▶ _ИСХОДНЫЙ ТЕКСТ_:
Исследователи либерально-позитивистского толка прямо и недружелюбно записывали архимандрита в сумасшедшие или, по крайней мере, в психопаты [13, 97]. Вообще-то, среднему позитивисту подозрительным кажется всё яркое и необычное, всё, что хоть как-то выходит за рамки… но в данном случае, возможно, истина не так уж далеко. Неистовый монах ходил по тонким, хрупким граням опасных бездн – они то обдавали его лютой стужей, то опаляли адским пламенем… а от этого трудно ожидать небесной ясности в душе.

Слава ревнителя веры и обличителя нечестия пришла к Фотию рано: ему было всего-то двадцать пять лет, когда он получил должность законоучителя. А вскоре молва пошла по столице – о молодом священнике, пылко-благочестивом и яростном, потрясающем сердца людские, подобно Савонароле… Это было в 1818-19 годах; Фотий сразу же явил себя крайним врагом всяческого «мистицизма», разумея под этим словом тогдашнюю идейную моду, исходившую от самого царя. Но Его величества, конечно, обличения не касались – а обрушился воин духа на масонов, квакеров, лжепророков вроде «Криднерши» и Татариновских чудаков, не слишком делая разницы между ними. В битву эту он ударился со всем огнём своей страстной натуры: бушевал, проклинал, устраивал сожжение еретических книг с торжественной анафемой… Воюя с врагами внешними, параллельно вёл жестокий бой и с внутренними: бесами, которые, чуя в нём опаснейшего противника, вторгались в пространство не физическое, но ментальное, в сны и видения монаха, то ужасая его чудовищностью дьявольских личин, то наоборот – являясь в виде прелестных ангелов, называли величайшим святым, способным совершить всё, что угодно, ласково говорили: «Сотворил бы ты, отче Фотий, некое чудо – перешёл бы по Неве, яко по суху» [44, т.3, 145]. Отче сражался с сатанинскими полчищами горячими молитвами и истязанием плоти: носил тяжкие вериги, постился так, что телесно являл собою обтянутый кожей скелет, трясся в ознобе даже летом; а после Великого поста вынужден был питаться в буквальном смысле крохами, чтобы усохший желудок постепенно восстанавливал свои функции… Так что, сокрушая бесов, правдоискатель более сокрушил себя самого, бесы же, увы, преследуют человечество и поныне.

▶ _СОБРАННЫЕ МАТЕРИАЛЫ_:
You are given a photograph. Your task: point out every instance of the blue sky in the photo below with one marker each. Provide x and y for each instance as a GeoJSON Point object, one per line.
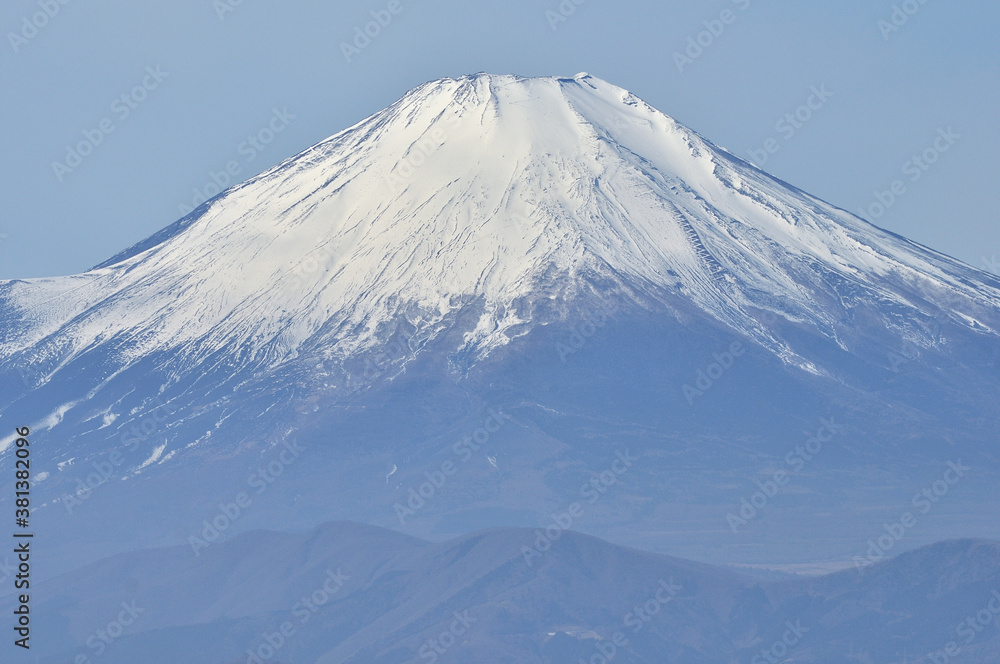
{"type": "Point", "coordinates": [168, 94]}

▶ _ЗАДАНИЯ ДЛЯ РАБОТЫ_:
(a) Сколько лет было Фотию, когда он получил должность законоучителя, согласно тексту о Фотии?
(b) Воспроизведите фрагмент текста о Фотии между словами "Исследователи либерально-позитивистского толка" и "ясности в душе.", включая их.
(c) Сократите абзац текста о Фотии, начинающийся словами «Слава ревнителя веры», сохранив его основные факты.
Собранные материалы для выполнения заданий не понадобятся.

▶ _ОТВЕТЫ ПО ЗАДАНИЯМ_:
(a) Двадцать пять лет.

(b)
Исследователи либерально-позитивистского толка прямо и недружелюбно записывали архимандрита в сумасшедшие или, по крайней мере, в психопаты [13, 97]. Вообще-то, среднему позитивисту подозрительным кажется всё яркое и необычное, всё, что хоть как-то выходит за рамки… но в данном случае, возможно, истина не так уж далеко. Неистовый монах ходил по тонким, хрупким граням опасных бездн – они то обдавали его лютой стужей, то опаляли адским пламенем… а от этого трудно ожидать небесной ясности в душе.

(c) Фотий рано прославился как ревнитель веры. В двадцать пять лет он стал законоучителем, а в 1818–19 годах по столице пошла молва о пылком молодом священнике, которого сравнивали с Савонаролой. Он выступил против «мистицизма», то есть идейной моды, исходившей от самого царя. При этом обличал он не царя, а масонов, квакеров, «Криднершу» и татариновских чудаков. Фотий бушевал, проклинал и сжигал еретические книги с анафемой. Одновременно он боролся с бесами, которые являлись ему в снах и видениях то чудовищами, то ангелами, искушавшими его совершить чудо. Против них он применял молитву и истязание плоти: носил вериги и постился до крайнего истощения. В итоге он больше сокрушил самого себя, чем бесов.